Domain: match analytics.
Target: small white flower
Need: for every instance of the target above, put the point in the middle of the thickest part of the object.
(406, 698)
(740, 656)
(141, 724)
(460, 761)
◆ ◆ ◆ ◆ ◆ ◆ ◆
**ASSIGNMENT:** Word for word, repeat the lines from the one holding "Target: small white flower" through the last line of the entries, both included.

**WORKED SOLUTION:**
Target: small white flower
Need: for every instance of the target above, put the point in the middle of the thickest part of the object.
(406, 698)
(740, 656)
(141, 724)
(460, 761)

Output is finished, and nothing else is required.